Prompt
Gather every line below that contains the word "dark" and copy each one out.

Coordinate annotation entries

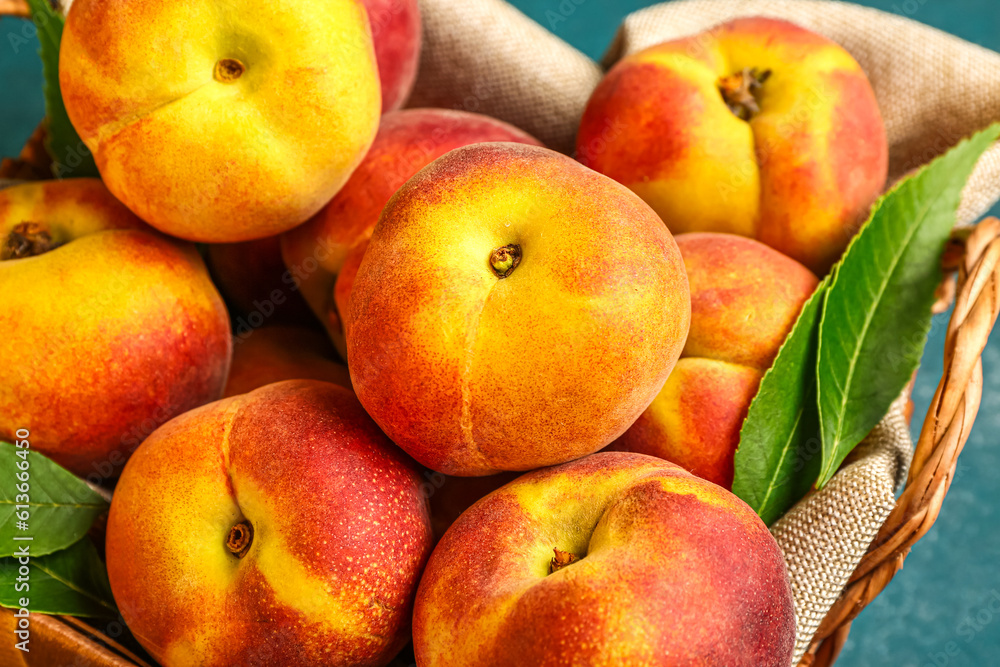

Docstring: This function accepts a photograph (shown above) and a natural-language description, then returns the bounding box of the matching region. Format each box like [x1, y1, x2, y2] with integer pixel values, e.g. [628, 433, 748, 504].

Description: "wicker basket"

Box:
[0, 0, 1000, 667]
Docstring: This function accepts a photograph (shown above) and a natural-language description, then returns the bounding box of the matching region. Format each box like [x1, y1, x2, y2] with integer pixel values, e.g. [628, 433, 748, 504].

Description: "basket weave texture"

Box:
[0, 0, 1000, 667]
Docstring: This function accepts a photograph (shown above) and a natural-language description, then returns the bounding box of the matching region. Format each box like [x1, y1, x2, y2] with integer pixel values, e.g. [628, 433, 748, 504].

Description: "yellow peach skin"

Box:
[106, 380, 431, 667]
[281, 109, 540, 359]
[346, 142, 690, 476]
[413, 452, 795, 667]
[0, 179, 232, 482]
[577, 18, 888, 274]
[59, 0, 381, 243]
[608, 233, 818, 489]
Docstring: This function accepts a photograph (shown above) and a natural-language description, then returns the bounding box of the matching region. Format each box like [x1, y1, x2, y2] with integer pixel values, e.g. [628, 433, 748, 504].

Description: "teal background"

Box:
[0, 0, 1000, 667]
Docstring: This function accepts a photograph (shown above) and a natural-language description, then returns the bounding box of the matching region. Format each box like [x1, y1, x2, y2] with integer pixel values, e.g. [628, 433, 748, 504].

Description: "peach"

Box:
[59, 0, 381, 243]
[609, 233, 818, 489]
[413, 452, 795, 667]
[223, 326, 351, 398]
[429, 472, 521, 539]
[106, 380, 431, 667]
[364, 0, 421, 113]
[0, 179, 232, 482]
[282, 109, 538, 358]
[347, 143, 690, 476]
[205, 236, 318, 330]
[577, 17, 888, 274]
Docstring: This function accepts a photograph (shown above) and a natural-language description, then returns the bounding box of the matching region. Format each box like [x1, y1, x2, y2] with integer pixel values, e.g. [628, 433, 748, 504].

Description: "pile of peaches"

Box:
[0, 0, 887, 667]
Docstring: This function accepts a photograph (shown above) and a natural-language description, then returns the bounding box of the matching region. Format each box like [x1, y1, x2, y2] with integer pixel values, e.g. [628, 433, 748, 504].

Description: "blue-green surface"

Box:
[0, 0, 1000, 667]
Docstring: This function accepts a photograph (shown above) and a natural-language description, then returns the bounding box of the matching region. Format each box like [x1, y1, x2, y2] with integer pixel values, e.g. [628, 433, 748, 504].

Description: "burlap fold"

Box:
[411, 0, 1000, 663]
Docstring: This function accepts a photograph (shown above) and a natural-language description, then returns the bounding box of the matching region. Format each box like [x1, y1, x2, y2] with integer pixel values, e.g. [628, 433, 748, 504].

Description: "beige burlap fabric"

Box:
[410, 0, 1000, 662]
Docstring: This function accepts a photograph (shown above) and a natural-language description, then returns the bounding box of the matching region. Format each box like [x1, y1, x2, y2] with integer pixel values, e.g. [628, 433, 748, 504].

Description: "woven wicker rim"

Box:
[0, 7, 1000, 667]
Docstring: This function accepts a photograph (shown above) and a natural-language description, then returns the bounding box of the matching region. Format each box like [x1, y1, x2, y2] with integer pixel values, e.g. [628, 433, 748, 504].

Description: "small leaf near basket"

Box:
[0, 539, 118, 618]
[816, 124, 1000, 488]
[28, 0, 99, 178]
[733, 278, 830, 525]
[0, 442, 108, 557]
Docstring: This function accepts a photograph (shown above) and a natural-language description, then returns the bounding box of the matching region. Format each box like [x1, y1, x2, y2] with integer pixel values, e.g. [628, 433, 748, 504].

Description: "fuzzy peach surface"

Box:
[609, 233, 818, 489]
[0, 179, 232, 481]
[107, 380, 431, 667]
[347, 143, 690, 475]
[413, 452, 795, 667]
[59, 0, 380, 243]
[364, 0, 421, 113]
[577, 18, 888, 274]
[282, 109, 540, 357]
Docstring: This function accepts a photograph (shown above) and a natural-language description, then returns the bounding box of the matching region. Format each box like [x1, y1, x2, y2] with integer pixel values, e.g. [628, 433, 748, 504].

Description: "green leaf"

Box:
[733, 278, 829, 525]
[28, 0, 100, 178]
[0, 540, 118, 618]
[817, 124, 1000, 487]
[0, 442, 108, 557]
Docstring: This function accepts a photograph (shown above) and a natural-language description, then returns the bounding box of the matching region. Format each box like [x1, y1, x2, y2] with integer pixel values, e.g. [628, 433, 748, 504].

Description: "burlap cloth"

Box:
[410, 0, 1000, 664]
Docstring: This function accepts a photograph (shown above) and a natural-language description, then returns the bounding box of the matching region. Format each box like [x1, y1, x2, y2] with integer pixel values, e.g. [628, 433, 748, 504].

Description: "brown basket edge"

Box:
[799, 218, 1000, 667]
[0, 0, 1000, 656]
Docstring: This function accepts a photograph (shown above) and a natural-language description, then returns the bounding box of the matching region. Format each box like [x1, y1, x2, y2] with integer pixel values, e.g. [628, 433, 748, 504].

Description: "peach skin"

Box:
[347, 143, 690, 476]
[576, 17, 889, 274]
[0, 178, 232, 483]
[282, 109, 538, 359]
[364, 0, 421, 113]
[59, 0, 381, 243]
[413, 452, 795, 667]
[608, 233, 818, 489]
[223, 326, 351, 398]
[106, 380, 431, 667]
[205, 236, 319, 333]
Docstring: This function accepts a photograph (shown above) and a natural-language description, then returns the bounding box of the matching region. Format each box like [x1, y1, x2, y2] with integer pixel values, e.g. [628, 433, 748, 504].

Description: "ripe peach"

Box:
[223, 326, 351, 398]
[364, 0, 421, 113]
[347, 143, 690, 476]
[577, 17, 888, 274]
[0, 179, 232, 481]
[59, 0, 381, 243]
[413, 452, 795, 667]
[609, 233, 818, 489]
[107, 380, 431, 667]
[282, 109, 538, 358]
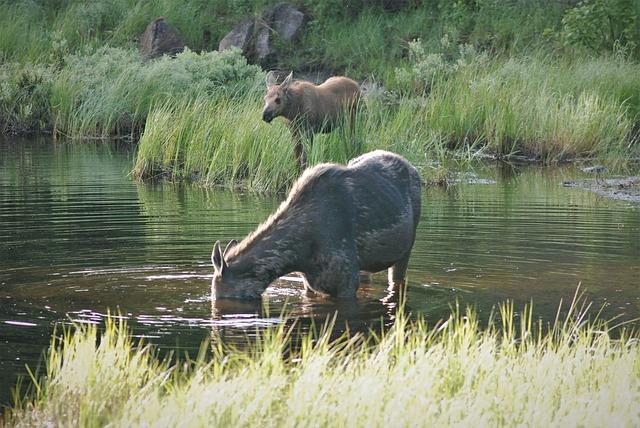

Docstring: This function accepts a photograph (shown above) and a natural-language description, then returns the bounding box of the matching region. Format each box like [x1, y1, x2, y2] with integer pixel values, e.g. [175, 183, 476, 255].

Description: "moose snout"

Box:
[262, 110, 273, 123]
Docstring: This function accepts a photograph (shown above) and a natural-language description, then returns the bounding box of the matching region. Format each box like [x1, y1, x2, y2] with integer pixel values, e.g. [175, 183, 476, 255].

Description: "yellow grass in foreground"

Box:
[7, 298, 640, 427]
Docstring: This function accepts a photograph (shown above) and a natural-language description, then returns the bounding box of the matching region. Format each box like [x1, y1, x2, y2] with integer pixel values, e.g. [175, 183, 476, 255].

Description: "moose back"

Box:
[211, 150, 421, 299]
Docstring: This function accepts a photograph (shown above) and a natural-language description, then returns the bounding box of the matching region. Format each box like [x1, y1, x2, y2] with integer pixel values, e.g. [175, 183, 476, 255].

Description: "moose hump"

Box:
[211, 150, 421, 299]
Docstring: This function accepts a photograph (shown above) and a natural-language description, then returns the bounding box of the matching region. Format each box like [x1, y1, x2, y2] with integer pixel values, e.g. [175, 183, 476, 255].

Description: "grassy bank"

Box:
[6, 304, 640, 427]
[0, 0, 640, 191]
[134, 50, 640, 191]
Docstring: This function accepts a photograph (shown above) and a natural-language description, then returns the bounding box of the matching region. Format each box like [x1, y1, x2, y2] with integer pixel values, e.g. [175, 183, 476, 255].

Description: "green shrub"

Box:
[0, 64, 53, 133]
[562, 0, 640, 53]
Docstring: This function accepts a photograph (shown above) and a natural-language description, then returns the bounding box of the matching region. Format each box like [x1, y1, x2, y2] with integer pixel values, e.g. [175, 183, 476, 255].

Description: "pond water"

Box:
[0, 139, 640, 403]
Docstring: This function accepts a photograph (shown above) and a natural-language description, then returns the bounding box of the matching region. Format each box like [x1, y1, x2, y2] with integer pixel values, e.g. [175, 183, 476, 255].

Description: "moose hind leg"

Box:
[388, 253, 410, 289]
[293, 141, 307, 170]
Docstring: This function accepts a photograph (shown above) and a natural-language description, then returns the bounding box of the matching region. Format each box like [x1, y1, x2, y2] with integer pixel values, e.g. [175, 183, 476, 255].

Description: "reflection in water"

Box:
[0, 141, 640, 408]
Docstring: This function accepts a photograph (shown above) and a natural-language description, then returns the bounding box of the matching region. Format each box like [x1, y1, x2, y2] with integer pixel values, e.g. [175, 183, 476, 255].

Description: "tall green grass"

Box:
[134, 52, 640, 191]
[6, 296, 640, 427]
[51, 48, 263, 137]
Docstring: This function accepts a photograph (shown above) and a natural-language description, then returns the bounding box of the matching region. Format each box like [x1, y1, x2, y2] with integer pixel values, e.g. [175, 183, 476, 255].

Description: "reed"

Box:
[134, 53, 640, 191]
[5, 296, 640, 427]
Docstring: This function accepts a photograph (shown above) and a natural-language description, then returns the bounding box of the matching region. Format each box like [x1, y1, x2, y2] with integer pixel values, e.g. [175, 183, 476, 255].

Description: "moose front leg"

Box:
[292, 124, 313, 171]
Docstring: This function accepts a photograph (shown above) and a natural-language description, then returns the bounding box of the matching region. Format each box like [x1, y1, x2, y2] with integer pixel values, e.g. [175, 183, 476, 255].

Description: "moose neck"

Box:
[228, 219, 305, 288]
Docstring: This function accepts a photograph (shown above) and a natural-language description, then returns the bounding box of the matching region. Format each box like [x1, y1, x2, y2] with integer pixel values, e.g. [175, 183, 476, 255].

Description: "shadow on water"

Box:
[0, 140, 640, 403]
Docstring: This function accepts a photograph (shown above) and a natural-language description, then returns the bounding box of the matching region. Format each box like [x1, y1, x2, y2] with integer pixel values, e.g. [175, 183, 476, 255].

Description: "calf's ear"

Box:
[280, 71, 293, 89]
[266, 70, 278, 88]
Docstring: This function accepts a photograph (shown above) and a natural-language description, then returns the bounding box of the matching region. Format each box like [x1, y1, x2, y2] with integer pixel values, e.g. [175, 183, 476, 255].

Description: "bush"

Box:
[562, 0, 640, 53]
[0, 64, 53, 133]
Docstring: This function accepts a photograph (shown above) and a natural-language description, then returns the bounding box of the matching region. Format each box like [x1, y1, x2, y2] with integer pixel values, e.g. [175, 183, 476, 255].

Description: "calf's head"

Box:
[211, 239, 268, 300]
[262, 71, 293, 123]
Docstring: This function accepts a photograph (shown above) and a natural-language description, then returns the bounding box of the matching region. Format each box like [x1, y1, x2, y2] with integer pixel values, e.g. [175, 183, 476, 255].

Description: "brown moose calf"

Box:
[262, 72, 360, 168]
[211, 150, 421, 299]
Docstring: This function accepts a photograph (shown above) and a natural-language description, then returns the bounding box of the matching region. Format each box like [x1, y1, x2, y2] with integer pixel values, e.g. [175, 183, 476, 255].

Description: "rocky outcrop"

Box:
[140, 18, 185, 59]
[218, 3, 307, 67]
[218, 19, 255, 57]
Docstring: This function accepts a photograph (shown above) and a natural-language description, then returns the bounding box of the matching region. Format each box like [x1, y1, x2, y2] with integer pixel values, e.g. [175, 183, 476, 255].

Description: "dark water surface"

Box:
[0, 140, 640, 403]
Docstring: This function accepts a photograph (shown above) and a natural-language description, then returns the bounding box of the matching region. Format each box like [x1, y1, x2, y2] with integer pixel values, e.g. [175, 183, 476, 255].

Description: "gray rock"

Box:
[218, 3, 306, 67]
[140, 18, 185, 59]
[218, 18, 255, 57]
[263, 3, 305, 41]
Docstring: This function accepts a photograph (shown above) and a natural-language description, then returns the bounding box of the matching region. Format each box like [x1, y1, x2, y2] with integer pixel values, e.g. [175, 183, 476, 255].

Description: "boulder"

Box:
[218, 18, 255, 57]
[140, 18, 185, 59]
[218, 3, 307, 67]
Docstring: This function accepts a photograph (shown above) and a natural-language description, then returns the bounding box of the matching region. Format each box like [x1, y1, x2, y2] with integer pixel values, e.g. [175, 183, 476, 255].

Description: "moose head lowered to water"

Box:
[211, 150, 421, 299]
[262, 71, 360, 168]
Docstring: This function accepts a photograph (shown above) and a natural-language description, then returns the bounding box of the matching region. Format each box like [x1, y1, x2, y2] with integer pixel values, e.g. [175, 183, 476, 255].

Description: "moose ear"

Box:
[266, 70, 278, 88]
[211, 241, 226, 273]
[280, 71, 293, 89]
[222, 239, 238, 258]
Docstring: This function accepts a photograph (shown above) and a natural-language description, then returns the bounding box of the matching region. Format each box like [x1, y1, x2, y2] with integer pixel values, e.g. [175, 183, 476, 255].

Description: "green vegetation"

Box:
[0, 0, 640, 191]
[5, 298, 640, 427]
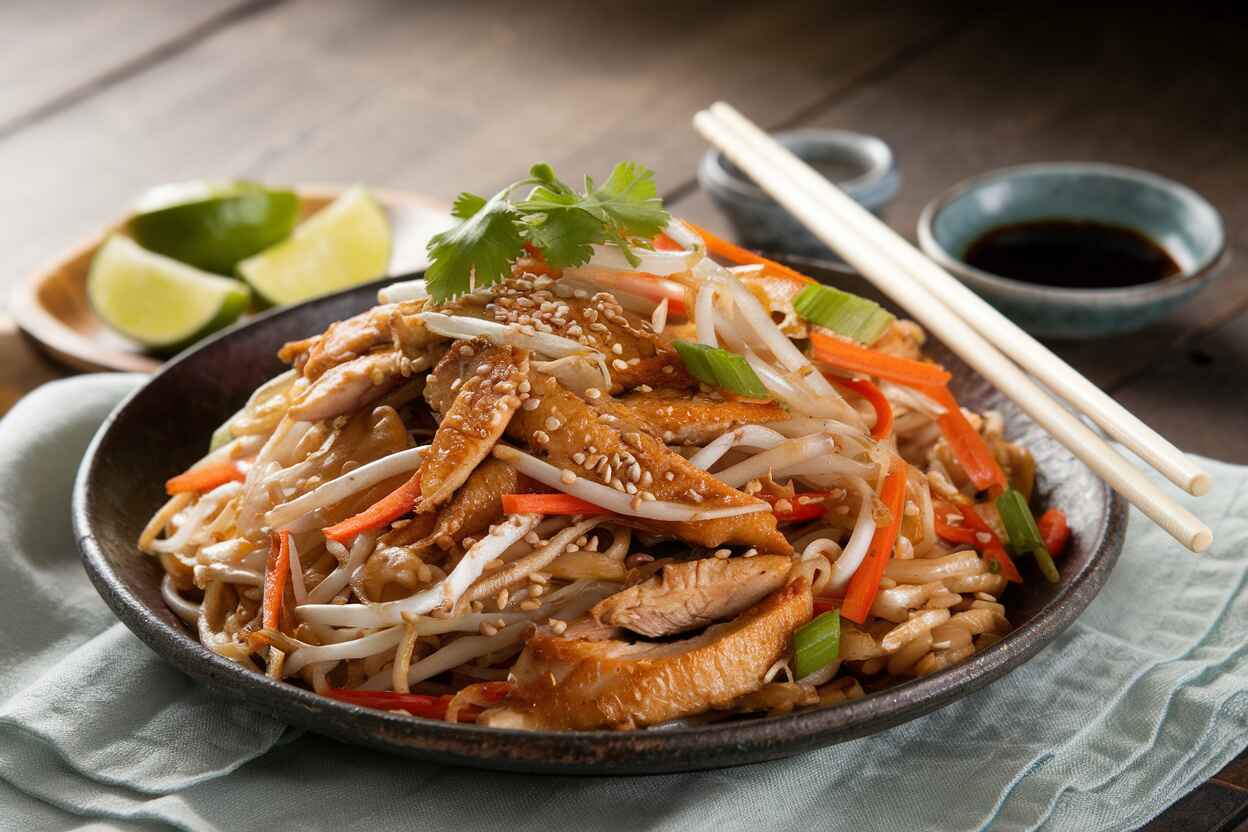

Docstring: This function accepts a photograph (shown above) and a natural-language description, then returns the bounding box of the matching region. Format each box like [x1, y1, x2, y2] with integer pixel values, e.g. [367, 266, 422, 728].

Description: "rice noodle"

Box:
[295, 514, 542, 626]
[694, 283, 719, 347]
[494, 445, 770, 523]
[307, 531, 377, 604]
[689, 424, 785, 470]
[285, 625, 403, 676]
[588, 246, 703, 277]
[650, 298, 668, 336]
[377, 279, 429, 303]
[829, 479, 875, 593]
[160, 573, 200, 625]
[265, 445, 429, 529]
[715, 434, 836, 488]
[416, 312, 602, 358]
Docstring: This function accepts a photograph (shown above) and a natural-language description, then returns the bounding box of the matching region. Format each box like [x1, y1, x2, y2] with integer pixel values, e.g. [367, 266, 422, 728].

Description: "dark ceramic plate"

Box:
[74, 261, 1126, 773]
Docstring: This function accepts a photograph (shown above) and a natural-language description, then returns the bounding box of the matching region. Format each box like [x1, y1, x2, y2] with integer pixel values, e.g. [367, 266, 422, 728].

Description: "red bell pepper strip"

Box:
[261, 529, 291, 630]
[932, 503, 1022, 584]
[1036, 509, 1071, 558]
[841, 459, 907, 624]
[503, 493, 610, 514]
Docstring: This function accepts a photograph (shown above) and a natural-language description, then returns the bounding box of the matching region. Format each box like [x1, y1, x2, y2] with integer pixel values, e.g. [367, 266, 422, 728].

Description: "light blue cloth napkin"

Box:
[0, 375, 1248, 832]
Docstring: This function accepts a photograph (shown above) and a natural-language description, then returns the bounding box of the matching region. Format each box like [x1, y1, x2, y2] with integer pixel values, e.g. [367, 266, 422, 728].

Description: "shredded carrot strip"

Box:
[684, 221, 817, 286]
[934, 503, 1022, 584]
[165, 460, 247, 496]
[263, 529, 291, 630]
[503, 493, 610, 514]
[758, 491, 831, 523]
[825, 373, 892, 442]
[841, 459, 907, 624]
[810, 332, 952, 387]
[912, 384, 1006, 494]
[322, 470, 421, 543]
[1036, 509, 1071, 558]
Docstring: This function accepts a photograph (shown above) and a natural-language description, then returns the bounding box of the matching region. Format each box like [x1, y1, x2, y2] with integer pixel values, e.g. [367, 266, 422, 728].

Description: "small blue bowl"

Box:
[698, 128, 901, 259]
[919, 162, 1228, 338]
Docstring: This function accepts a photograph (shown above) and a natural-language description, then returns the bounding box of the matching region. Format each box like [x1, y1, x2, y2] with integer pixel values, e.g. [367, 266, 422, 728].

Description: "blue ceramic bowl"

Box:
[919, 162, 1227, 338]
[698, 128, 901, 259]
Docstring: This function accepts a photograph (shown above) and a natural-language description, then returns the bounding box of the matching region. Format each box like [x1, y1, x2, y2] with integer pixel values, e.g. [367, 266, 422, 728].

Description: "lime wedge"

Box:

Final answer
Description: "dark water surface"
Description: "dark ceramic plate"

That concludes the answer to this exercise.